• [Excerto da fonte]:
___
ACABAR COM A INCERTEZA: tomada de posição da SEDES – Outubro de 2013.

 

A SEDES – Associação para o Desenvolvimento Económico e Social, uma das Associações fundadoras da PASC – Plataforma Activa da Sociedade Civil – que actualmente integra 37 Associações – tornou pública uma tomada de posição sobre o estado actual do país, que reproduzimos abaixo.

Introdução 

A incerteza está a minar a confiança dos portugueses, com consequências muito graves para a economia e para o bem-estar da sociedade e dos cidadãos. 
Quaisquer decisões, das mais simples, como jantar fora ou mudar de carro, até às mais complexas, como investir num projecto empresarial ou decidir ter um filho, são sistematicamente adiadas. 
Esta incerteza é insustentável, tanto do ponto de vista social como económico. 

Uma situação dramática 

A situação social e económica é dramática, como quase todos reconhecem. A crise financeira do Estado espoletou uma crise económica e social de proporções inesperadas até pelos mais pessimistas. As suas origens estão nas políticas adoptadas nos últimos 10 anos, agravadas pelo caminho seguido nos últimos anos. 
A falta de visão inicial levou a uma crise financeira do Estado apenas comparável à de 1892; a resposta à crise foi, no mínimo, desastrada, casuística e sem rumo perceptível tanto por nossa responsabilidade como das instituições europeias. 
As políticas seguidas, em particular entre 2008 e 2010, conduziram o Estado a ficar, possivelmente, a dias de cessar pagamentos. O acordo com a troika, longe de ser perfeito, evitou o pior. Mas esse acordo só era relevante para evitar essa cessação de pagamentos, o que já não era pouco. A ideia de que o Estado está falido e, como tal, tudo é aceitável é, e tem sido, um erro grave: o acordo com a troika fez-se exactamente para evitar essa falência
Entretanto, por erros de comunicação, políticas erráticas e decisões fora de tempo, criou-se uma incerteza absolutamente desnecessária e um ambiente de desconfiança em relação ao Estado de Direito incompatível com a recuperação da economia, do investimento e do emprego. 
Ninguém confia em quase nada que seja prometido pelo governo: isso é incompatível com uma saudável vivência democrática. 

A incerteza 

Qualquer decisão de investimento é precedida de um estudo de viabilidade económica. Isso implica ter uma ideia minimamente estável do IRC, do IRS, do IMI, das futuras leis do trabalho, da TSU, etc. Sem uma perspectiva razoável sobre a evolução das políticas, não é possível fazer um plano de negócio; consequentemente, não há investimento. Mas sem investimento não há crescimento nem emprego.
___
• [Dados apresentados]:
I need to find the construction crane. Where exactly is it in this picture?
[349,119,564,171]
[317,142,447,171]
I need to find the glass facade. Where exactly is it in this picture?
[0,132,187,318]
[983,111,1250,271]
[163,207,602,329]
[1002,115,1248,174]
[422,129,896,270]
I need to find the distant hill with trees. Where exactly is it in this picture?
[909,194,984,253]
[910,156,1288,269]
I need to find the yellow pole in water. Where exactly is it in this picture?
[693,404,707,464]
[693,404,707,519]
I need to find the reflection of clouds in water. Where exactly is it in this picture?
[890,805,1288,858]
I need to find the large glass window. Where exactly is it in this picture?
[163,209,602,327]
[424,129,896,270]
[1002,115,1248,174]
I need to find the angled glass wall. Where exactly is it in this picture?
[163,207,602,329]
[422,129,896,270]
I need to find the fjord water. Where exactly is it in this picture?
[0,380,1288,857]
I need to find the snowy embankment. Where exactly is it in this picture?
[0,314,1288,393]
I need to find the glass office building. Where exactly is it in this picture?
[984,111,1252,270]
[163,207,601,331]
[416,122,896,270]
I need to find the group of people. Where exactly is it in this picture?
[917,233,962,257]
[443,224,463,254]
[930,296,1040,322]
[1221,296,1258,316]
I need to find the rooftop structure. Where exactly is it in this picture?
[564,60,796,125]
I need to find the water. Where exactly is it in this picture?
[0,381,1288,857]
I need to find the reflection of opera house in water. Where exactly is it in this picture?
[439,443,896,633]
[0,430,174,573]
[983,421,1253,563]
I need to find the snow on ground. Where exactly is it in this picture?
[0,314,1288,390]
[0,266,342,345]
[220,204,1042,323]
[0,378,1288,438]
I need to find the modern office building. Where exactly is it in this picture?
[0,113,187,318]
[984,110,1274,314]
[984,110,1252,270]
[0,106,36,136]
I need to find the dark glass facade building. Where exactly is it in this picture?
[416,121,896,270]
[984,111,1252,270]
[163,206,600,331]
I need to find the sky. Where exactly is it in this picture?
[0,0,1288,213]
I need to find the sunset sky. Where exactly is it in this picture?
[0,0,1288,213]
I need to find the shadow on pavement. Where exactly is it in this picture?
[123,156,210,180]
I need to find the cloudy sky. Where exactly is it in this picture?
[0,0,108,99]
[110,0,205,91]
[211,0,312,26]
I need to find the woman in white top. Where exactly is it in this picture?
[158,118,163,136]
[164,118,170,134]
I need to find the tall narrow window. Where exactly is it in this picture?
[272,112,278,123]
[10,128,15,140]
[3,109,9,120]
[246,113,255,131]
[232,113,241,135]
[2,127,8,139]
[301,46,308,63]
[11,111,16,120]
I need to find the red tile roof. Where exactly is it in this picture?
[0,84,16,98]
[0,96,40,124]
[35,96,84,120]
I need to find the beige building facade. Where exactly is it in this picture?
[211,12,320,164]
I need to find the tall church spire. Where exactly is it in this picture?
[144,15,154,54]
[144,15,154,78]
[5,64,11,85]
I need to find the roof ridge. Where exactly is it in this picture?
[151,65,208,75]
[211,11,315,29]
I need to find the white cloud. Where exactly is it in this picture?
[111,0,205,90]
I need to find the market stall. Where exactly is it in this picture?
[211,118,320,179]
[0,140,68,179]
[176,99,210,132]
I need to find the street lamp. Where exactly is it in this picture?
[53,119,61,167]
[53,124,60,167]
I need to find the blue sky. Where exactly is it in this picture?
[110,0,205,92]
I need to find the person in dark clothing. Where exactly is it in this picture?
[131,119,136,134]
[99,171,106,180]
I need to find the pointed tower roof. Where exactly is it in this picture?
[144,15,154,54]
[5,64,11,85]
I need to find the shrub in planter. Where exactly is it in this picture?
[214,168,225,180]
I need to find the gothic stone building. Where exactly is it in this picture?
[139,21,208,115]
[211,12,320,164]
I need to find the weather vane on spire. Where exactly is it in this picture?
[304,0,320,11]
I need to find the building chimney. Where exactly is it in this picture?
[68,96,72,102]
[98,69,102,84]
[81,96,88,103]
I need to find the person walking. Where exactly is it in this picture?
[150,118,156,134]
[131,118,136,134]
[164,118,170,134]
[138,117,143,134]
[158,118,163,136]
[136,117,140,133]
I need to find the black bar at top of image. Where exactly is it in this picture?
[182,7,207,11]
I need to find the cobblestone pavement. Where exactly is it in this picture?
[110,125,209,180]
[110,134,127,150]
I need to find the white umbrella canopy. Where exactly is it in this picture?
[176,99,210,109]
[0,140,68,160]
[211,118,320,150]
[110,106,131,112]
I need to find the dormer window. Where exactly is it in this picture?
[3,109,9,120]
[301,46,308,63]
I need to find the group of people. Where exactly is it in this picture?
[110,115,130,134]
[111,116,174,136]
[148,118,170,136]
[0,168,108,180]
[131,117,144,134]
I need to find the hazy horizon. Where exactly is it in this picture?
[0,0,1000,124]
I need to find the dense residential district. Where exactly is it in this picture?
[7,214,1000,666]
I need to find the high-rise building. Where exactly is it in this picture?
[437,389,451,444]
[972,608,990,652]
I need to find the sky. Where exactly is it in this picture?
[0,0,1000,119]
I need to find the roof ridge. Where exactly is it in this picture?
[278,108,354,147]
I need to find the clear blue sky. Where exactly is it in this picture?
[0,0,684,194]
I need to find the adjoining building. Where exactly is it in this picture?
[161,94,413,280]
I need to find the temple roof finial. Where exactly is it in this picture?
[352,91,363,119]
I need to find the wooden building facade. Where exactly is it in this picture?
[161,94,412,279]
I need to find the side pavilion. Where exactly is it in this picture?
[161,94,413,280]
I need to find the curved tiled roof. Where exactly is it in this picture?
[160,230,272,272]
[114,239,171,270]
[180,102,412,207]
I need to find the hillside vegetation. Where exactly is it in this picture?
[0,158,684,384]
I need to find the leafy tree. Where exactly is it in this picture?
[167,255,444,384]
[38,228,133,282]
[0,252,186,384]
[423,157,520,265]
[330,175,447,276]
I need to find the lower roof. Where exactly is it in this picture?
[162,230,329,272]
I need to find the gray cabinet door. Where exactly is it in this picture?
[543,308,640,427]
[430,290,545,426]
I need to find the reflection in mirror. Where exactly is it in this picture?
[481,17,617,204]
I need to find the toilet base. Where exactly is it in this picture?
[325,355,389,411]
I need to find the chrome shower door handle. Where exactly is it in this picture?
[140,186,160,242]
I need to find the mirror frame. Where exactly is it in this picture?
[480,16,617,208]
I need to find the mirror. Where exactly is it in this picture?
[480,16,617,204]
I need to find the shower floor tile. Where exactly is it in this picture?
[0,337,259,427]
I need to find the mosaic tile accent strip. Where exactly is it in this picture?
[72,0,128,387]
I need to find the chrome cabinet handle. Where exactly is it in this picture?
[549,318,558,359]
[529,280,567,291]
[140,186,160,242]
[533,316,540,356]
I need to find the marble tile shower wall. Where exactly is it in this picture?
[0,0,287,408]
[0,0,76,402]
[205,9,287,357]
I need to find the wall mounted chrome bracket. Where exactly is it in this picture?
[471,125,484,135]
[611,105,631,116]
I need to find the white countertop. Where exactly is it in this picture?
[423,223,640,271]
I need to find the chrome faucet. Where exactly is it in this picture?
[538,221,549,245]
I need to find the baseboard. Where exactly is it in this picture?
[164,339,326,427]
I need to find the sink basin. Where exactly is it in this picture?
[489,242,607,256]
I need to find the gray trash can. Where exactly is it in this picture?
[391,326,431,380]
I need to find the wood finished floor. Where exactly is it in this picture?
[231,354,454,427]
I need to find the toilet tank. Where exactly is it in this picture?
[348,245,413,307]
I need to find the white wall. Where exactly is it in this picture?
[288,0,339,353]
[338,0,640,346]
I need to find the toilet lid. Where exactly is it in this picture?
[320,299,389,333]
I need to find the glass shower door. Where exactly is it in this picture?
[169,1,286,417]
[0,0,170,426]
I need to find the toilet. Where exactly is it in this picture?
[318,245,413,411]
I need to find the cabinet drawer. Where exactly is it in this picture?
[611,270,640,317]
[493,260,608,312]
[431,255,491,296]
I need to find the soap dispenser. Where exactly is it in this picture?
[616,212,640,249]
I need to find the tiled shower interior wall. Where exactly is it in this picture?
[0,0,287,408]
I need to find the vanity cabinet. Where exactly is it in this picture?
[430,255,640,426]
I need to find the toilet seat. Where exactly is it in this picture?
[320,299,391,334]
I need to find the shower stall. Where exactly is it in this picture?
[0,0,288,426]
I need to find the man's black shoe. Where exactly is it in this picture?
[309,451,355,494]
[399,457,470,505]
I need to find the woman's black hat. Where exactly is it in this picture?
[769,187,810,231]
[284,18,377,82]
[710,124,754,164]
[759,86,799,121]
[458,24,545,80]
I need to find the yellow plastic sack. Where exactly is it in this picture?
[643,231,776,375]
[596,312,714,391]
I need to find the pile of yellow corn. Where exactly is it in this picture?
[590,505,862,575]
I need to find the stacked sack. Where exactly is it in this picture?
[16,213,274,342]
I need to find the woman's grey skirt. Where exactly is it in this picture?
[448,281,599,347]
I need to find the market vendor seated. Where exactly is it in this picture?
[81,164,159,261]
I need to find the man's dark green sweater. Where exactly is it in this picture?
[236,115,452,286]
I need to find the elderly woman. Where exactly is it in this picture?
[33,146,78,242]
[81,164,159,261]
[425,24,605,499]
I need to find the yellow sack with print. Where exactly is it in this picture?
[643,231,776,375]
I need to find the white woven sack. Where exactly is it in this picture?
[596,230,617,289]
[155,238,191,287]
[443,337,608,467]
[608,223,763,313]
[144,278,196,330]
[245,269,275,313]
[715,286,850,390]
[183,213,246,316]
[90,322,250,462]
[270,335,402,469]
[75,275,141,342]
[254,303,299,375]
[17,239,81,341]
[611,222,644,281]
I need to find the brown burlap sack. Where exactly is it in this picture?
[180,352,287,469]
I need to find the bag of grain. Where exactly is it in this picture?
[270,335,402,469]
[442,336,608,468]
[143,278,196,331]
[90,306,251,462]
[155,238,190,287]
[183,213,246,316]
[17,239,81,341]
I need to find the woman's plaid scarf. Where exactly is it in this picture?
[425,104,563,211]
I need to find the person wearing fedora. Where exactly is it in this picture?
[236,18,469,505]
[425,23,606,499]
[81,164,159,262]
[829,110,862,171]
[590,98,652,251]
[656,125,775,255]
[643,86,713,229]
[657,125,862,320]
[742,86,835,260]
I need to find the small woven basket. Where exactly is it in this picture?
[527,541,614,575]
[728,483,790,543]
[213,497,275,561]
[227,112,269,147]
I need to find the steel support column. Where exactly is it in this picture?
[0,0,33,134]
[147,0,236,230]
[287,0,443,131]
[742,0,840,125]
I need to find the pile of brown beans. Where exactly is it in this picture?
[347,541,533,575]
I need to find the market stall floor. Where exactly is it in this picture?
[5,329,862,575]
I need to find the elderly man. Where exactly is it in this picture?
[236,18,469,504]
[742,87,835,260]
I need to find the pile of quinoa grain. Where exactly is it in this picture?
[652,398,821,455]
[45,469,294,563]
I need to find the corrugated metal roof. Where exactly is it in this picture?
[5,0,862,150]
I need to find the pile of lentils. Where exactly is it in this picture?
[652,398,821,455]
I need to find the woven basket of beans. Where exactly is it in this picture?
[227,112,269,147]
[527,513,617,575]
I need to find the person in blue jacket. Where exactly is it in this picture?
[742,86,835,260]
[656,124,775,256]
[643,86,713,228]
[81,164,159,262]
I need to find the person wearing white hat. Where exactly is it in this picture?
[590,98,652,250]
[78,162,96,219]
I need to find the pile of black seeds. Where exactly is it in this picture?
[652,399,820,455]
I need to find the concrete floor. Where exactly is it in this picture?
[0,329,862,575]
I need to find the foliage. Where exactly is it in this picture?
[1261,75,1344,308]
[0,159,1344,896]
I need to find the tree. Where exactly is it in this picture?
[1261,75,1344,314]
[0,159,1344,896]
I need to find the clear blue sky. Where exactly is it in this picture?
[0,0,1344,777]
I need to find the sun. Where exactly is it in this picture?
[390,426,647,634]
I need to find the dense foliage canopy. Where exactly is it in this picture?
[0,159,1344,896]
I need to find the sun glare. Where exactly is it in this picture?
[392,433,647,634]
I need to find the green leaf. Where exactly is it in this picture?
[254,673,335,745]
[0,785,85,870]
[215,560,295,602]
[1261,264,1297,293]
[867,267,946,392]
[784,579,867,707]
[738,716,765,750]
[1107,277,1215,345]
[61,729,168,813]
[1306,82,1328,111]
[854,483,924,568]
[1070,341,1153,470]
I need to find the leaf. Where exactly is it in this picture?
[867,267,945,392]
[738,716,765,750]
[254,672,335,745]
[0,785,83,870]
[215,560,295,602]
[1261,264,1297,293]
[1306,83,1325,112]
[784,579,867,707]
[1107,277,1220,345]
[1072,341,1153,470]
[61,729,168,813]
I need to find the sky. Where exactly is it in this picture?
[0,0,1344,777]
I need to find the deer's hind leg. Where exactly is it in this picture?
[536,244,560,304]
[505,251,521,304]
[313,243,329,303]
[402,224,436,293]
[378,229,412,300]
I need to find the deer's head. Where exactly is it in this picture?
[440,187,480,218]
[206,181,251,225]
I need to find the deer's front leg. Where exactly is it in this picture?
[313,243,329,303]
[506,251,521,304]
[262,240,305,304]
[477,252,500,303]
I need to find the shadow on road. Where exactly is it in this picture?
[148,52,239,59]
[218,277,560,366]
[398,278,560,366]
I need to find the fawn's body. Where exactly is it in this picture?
___
• [Tarefa]: De acordo com a tomada de posição da SEDES, com a crise financeira do Estado de que ano é comparável a crise descrita?

• [Resposta]: Com a crise financeira do Estado de 1892.